__Excerpted data__.
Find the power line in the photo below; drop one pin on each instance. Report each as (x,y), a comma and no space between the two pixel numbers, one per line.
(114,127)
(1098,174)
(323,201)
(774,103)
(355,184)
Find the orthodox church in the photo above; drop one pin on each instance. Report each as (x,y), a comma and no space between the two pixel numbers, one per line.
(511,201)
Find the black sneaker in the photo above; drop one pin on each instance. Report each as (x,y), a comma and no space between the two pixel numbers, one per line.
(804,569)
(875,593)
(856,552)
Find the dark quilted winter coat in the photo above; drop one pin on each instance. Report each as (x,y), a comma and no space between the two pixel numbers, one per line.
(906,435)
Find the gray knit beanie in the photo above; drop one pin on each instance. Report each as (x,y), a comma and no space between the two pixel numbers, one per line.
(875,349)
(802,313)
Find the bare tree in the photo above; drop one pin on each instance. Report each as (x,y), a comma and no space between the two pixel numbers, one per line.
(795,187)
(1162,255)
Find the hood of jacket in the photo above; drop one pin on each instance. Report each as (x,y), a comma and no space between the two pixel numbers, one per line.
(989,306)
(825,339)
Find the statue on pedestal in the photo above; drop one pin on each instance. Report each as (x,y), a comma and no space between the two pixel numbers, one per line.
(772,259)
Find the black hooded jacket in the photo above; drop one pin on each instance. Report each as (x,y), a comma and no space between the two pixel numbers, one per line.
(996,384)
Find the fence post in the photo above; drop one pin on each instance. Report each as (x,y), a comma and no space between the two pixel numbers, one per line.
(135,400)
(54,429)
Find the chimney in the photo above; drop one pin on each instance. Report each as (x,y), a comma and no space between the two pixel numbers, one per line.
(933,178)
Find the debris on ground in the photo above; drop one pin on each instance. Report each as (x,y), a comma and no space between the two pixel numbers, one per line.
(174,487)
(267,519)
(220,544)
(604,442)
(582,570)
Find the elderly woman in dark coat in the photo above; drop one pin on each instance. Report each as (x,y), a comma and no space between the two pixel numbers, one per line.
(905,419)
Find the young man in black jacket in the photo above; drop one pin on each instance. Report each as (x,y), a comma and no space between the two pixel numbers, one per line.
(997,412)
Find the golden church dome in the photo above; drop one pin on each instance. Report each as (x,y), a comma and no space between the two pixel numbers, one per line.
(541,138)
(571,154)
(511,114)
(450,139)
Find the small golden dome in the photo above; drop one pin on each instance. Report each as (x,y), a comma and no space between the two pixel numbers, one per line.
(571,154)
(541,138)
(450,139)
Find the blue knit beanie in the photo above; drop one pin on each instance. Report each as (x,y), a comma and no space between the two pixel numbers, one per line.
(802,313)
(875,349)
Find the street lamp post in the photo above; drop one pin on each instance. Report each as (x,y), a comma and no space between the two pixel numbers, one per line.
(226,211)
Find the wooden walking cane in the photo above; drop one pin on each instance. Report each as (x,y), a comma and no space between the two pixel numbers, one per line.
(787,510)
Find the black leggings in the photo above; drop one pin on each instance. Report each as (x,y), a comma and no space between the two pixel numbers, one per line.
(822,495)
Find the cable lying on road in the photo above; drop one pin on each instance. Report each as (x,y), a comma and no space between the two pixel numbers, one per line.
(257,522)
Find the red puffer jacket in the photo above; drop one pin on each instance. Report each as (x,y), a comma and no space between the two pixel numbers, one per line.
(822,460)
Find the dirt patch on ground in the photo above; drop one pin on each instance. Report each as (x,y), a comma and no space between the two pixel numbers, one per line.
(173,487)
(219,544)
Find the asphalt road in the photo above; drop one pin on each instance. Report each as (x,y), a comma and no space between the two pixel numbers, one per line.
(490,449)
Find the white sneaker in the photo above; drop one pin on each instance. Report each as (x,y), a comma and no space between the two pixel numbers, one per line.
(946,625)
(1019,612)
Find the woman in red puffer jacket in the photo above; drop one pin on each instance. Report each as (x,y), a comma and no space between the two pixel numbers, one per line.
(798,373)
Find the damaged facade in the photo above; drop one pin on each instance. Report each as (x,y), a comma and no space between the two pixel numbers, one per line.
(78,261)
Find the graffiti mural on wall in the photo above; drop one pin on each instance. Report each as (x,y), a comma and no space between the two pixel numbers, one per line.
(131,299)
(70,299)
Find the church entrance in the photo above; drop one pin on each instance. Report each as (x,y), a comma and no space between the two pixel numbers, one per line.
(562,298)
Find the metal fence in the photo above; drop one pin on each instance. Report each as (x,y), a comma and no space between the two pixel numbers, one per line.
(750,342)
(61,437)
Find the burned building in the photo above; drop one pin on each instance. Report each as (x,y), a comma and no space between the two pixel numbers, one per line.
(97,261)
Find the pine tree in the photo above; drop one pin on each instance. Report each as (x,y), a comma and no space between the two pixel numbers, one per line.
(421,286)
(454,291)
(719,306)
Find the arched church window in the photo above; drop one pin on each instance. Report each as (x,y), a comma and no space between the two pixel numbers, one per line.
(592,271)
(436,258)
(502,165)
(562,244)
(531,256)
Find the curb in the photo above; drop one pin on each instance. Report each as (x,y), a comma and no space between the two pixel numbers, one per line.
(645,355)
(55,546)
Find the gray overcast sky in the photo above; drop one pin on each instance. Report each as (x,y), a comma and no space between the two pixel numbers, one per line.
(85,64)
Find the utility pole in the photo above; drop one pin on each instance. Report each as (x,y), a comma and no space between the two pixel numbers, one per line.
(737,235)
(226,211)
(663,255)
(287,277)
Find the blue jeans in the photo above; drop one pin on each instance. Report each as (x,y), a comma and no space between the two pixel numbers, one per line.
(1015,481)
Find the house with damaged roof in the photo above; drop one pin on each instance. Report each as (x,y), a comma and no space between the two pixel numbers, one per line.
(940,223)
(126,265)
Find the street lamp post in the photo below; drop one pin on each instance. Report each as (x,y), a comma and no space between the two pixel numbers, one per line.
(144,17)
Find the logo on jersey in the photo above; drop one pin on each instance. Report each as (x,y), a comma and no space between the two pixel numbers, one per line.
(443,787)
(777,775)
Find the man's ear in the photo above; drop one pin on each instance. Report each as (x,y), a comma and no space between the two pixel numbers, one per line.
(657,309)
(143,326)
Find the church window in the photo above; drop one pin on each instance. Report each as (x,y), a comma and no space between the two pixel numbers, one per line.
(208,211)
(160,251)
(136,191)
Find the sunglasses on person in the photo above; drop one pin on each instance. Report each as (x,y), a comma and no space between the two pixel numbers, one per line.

__Your instructions__. Convert the records above into a JSON list of strings, one string for each line, skipping any blank lines.

__Worked solution__.
[
  "Find the power line in the photo below; drop one pin on each instance. Report each as (x,y), a comma and no space between the two pixel numbers, one per line.",
  "(114,127)",
  "(1098,174)",
  "(323,201)",
  "(774,103)",
  "(355,184)",
  "Find the orthodox church in the photo above; drop one pin on each instance. Report each as (x,y), a comma and no space between the two pixel numbers, one per line.",
  "(511,201)",
  "Find the black sneaker in the photo above; drop one pin on each instance. Report each as (x,y), a comma and no space between the two pixel numbers, one per line.",
  "(804,569)",
  "(875,593)",
  "(856,552)",
  "Find the dark quilted winter coat in the photo above; drop one pin on each instance. Report each as (x,y), a comma and no space between the two pixel numbers, one per line.",
  "(906,435)",
  "Find the gray knit beanie in the photo above; drop one pin on each instance. Report each as (x,y), a comma and no space between the two pixel numbers, one per line.",
  "(875,349)",
  "(802,313)",
  "Find the bare tree in the photo above; drop one pin on each instance. Report each as (x,y), a comma and no space between the two pixel numbers, one per line.",
  "(795,187)",
  "(1162,255)",
  "Find the hood of jacket in the photo above; drop one pin on each instance. Report each as (x,y), a comma and no space between the two pixel numbers, one per line.",
  "(989,306)",
  "(825,339)",
  "Find the statue on pedestal in the photo above; drop one pin on each instance. Report each as (x,y), a comma and no space between the two pixel numbers, one per line.",
  "(772,259)",
  "Find the black hooded jacket in the photo above; drop one pin on each instance. Report each as (x,y), a comma and no space between the two pixel numbers, one per line.",
  "(996,384)",
  "Find the fence post in the photo above; drop one pin on each instance. Report each as (x,y), a comma and no space between the two pixel numbers, one per line.",
  "(135,400)",
  "(54,429)",
  "Find the chimney in the photo above; drop one pin on each instance. Report each as (x,y), a comma and no space between the two pixel numbers, one per line.",
  "(933,178)",
  "Find the debris on ground in the photo above; drop one pin on each instance. Report each as (x,y), a comma and no space between the two pixel numbers, one per line.",
  "(174,487)",
  "(267,519)",
  "(220,544)",
  "(604,442)",
  "(582,570)",
  "Find the elderly woman in dark coat in the photo above; drop one pin on each instance. Report each as (x,y), a comma and no space between the two pixel numbers, one per line.",
  "(905,419)",
  "Find the young man in black jacket in the photo above; drop one pin on each instance. Report each as (x,y), a comma and no space between the two pixel numbers, one per line.",
  "(997,412)",
  "Find the golden church dome in the photo above; drop one pin on each instance. Report each as (x,y), a comma and no space between the two pixel numbers, one per line.",
  "(541,138)",
  "(571,154)",
  "(511,114)",
  "(450,139)",
  "Find the small golden dome in the photo above; drop one pin on each instance. Report each as (x,y), a comma and no space between the two pixel numbers, one per line.",
  "(571,154)",
  "(541,138)",
  "(450,139)",
  "Find the blue knit beanie in the photo above; drop one pin on each instance. Report each as (x,y), a comma and no space between the two pixel numbers, one per line.",
  "(802,313)",
  "(875,349)",
  "Find the street lamp post in the photo above; drop one pin on each instance. Report each as (x,y), a comma and no space between the two pixel numbers, one per line.",
  "(226,211)",
  "Find the wooden walking cane in the photo above; drop one pin on each instance. Report each as (x,y), a comma and no space between the two pixel numbers, one per line.",
  "(787,510)",
  "Find the black leggings in the photo above; drop one pin on each instance. Report each as (x,y), a comma and no space between the two pixel numbers, one per line.",
  "(822,495)",
  "Find the cable lying on road in the photo above; drop one pin on each instance. Report each as (x,y), a comma and no space between the two pixel numbers, one per line.",
  "(257,522)",
  "Find the red puffer jacket in the photo above; drop one pin on each instance. Report each as (x,y), a comma and no space between the two pixel numbers, one per line.",
  "(822,460)",
  "Find the dirt patch on ground in the photo above; drop one pin on each instance. Report each as (x,y), a comma and no space between the two pixel numbers, one per line.",
  "(173,487)",
  "(219,544)",
  "Find the asphalt road in the photo above; drop one pin on each instance. Report each as (x,y), a comma and no space between the two pixel numbers, one per line.",
  "(490,449)",
  "Find the white sneaker in the photo above; drop one pin on each instance. Report each as (x,y), a comma and no space between the two pixel numbers, one per line.",
  "(946,625)",
  "(1019,612)",
  "Find the woman in red puffer jacket in the photo above; drop one pin on each instance. Report each as (x,y), a comma and no space between the two pixel numbers, one per line.",
  "(798,373)",
  "Find the damaged facade in the photo above; drop one pin on each instance. Report each as (x,y), a comma and no space between the two pixel numbers, one per line.",
  "(78,261)",
  "Find the graffiti mural on wall in the photo above; drop one pin on each instance. Report each as (x,y), a comma and no space between the two pixel numbers, one per line.",
  "(131,299)",
  "(70,299)",
  "Find the church entrance in the photo above; drop one pin on each instance. Report each as (x,y), a comma and no space between the two pixel numbers, one per line.",
  "(562,298)",
  "Find the metal fence in the photo above; drop one pin on each instance. Report each as (x,y), a comma and no space between the two pixel numbers, one per line.",
  "(750,342)",
  "(61,437)",
  "Find the burned building in the photo above; drop one pin on each instance. Report each as (x,y), a comma and no space between the two pixel numbers, one per line.",
  "(97,261)",
  "Find the pine tree in the photo above; drop one pin on each instance. Report each as (x,y), a comma and no space between the two pixel numbers, one per line.",
  "(421,286)",
  "(454,291)",
  "(719,306)",
  "Find the arched church window in the photo above; drop one pin on each instance. Report each as (x,y), a comma and no space between the two pixel numbers, one per line.",
  "(592,271)",
  "(436,258)",
  "(502,165)",
  "(562,244)",
  "(531,256)",
  "Find the curb in the photo above; drop one pin on each instance. Report each as (x,y), a comma and no space between the two pixel numbers, one per line.",
  "(645,355)",
  "(55,546)",
  "Find the gray overcast sky in the photo above; drop one pin on each instance. Report each as (x,y), a comma and no space between the two pixel numbers, one per line.",
  "(85,64)",
  "Find the utility pole in the photo above; drop one pin on each instance. Report each as (x,y), a comma and no space between the two pixel numbers, one per line.",
  "(737,235)",
  "(226,211)",
  "(663,255)",
  "(287,277)",
  "Find the blue jeans in the photo above; drop one pin on each instance. Report each as (x,y), a comma and no space between the two pixel numbers, one per line.",
  "(1015,481)",
  "Find the house with damaged roof in the photo above; drop one pin on each instance. Report each as (x,y), a comma and no space between the two pixel numbers, one per line.",
  "(940,223)",
  "(126,265)",
  "Find the street lamp post in the photo below; drop one pin on each instance. Report each as (x,y), a comma and no space between the two pixel numbers, one per line.",
  "(144,17)",
  "Find the logo on jersey in the photo above; drop one pin on each instance. Report each as (x,y), a comma and no space between the two pixel numbers, one per line.",
  "(443,787)",
  "(777,775)",
  "Find the man's ear in the photo above; drop one pin on each instance. Report each as (x,y), a comma and no space between the two pixel numbers, one per line.",
  "(657,309)",
  "(143,326)",
  "Find the church window in the photo above; drop one pin on each instance. Report each as (x,y), a comma and no space between the two pixel numbers, one per line.",
  "(208,211)",
  "(160,251)",
  "(136,191)",
  "Find the sunglasses on person in the photo above; drop one pin on each instance. Report each as (x,y), a comma and no space between the two pixel numbers, one per line."
]